WHAT IS NEEDED
Below is a set of records; print all of them exactly as written.

MATERIAL FOR THIS EXERCISE
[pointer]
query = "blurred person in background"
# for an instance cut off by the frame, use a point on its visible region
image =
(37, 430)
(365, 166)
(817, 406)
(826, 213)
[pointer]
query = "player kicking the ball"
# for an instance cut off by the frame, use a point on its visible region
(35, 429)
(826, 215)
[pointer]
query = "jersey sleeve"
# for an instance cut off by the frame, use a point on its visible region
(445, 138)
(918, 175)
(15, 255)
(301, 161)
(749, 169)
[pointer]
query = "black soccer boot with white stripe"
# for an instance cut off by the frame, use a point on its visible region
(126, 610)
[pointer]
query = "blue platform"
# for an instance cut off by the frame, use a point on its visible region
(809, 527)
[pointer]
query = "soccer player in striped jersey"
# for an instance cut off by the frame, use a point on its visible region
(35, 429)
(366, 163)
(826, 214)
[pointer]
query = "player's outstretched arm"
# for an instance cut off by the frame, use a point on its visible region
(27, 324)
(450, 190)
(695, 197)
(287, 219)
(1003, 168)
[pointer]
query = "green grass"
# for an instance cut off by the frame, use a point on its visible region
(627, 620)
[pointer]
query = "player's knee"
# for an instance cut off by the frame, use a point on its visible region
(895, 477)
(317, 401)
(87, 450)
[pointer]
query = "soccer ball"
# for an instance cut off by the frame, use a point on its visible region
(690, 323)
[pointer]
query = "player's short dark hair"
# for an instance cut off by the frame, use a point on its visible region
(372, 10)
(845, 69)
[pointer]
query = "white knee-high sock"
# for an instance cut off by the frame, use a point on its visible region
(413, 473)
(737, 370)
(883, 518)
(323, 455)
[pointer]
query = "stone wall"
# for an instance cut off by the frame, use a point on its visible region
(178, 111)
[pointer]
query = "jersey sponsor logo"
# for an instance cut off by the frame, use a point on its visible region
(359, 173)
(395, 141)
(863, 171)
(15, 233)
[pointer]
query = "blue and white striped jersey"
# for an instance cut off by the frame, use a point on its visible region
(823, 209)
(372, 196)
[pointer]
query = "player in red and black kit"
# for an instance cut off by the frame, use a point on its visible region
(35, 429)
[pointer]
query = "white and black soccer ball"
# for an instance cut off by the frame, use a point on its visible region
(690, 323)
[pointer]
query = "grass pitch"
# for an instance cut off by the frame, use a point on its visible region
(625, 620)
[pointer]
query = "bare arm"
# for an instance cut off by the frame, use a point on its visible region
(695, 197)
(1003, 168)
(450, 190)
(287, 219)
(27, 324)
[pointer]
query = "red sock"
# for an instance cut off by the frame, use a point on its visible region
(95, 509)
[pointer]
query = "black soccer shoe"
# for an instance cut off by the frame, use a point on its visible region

SOLUTION
[pointer]
query = "blurred person in background"
# for an instance cut off by the frame, use a point on its visible region
image =
(37, 430)
(365, 166)
(817, 406)
(826, 213)
[pointer]
query = "player kicking the ball"
# for an instance cut off by the frame, use a point on its visible region
(35, 429)
(826, 215)
[pointer]
query = "jersey sleeve"
# for an instance cut off by the frame, use a point on its visible region
(445, 138)
(918, 175)
(15, 255)
(301, 161)
(749, 169)
[pointer]
query = "black soccer boot with white stripe"
# for an instance cut off by the frame, use a point on its visible region
(126, 610)
[pointer]
query = "blue platform"
# for an instance cut off by the frame, use a point on its visible region
(809, 527)
[pointer]
query = "soccer player in striped jersey"
# for an instance cut off by the frame, use a point on its visible region
(35, 429)
(366, 163)
(826, 214)
[pointer]
query = "player's outstretched arm"
# for an instance cut off by the frame, use a point on its visible region
(27, 324)
(450, 190)
(695, 197)
(287, 219)
(1003, 168)
[pointer]
query = "green grass"
# for an instance cut off by the frame, use a point on its visible region
(627, 620)
[pointer]
query = "player's knee"
# for an instance cut off by the frame, use a point on its visible region
(895, 477)
(317, 401)
(87, 450)
[pointer]
query = "soccer ball"
# for an instance cut off by the frame, use a point on its visible region
(690, 323)
[pointer]
query = "player's short dark hair"
# for an instance cut off by the frame, use a point on its visible region
(372, 10)
(845, 69)
[pointer]
query = "white knee-high sock"
# for an instance cut off by the frame, use a point on its visible region
(413, 473)
(737, 370)
(883, 518)
(323, 455)
[pointer]
query = "stone wall"
# for an instance cut off by the frame, use a point on its visible region
(178, 111)
[pointer]
query = "jersey sponsor logo"
# for an instance cut off by the frame, use a point on its visible region
(359, 173)
(395, 141)
(863, 171)
(15, 233)
[pointer]
query = "blue and white striped jersey"
# for an instance cut off by the frame, use a point on its visible region
(823, 209)
(372, 196)
[pointer]
query = "player in red and black kit"
# for an instance cut off by the frame, use a point on its visible region
(35, 429)
[pointer]
query = "white and black soccer ball"
# for an instance cut off by the frame, use a point on its visible region
(690, 323)
[pointer]
query = "grass pitch"
# for an instance cut off by the frame, use a point on its visible region
(625, 620)
[pointer]
query = "bare arm"
# for an instance cut off by the frame, use a point on its visible region
(695, 197)
(1003, 168)
(450, 190)
(287, 219)
(27, 324)
[pointer]
query = "red sock"
# for an instance cut off by the frame, use a point on its visible region
(95, 509)
[pointer]
query = "black soccer shoe"
# for an instance cut off by the frame, use a point on its visible region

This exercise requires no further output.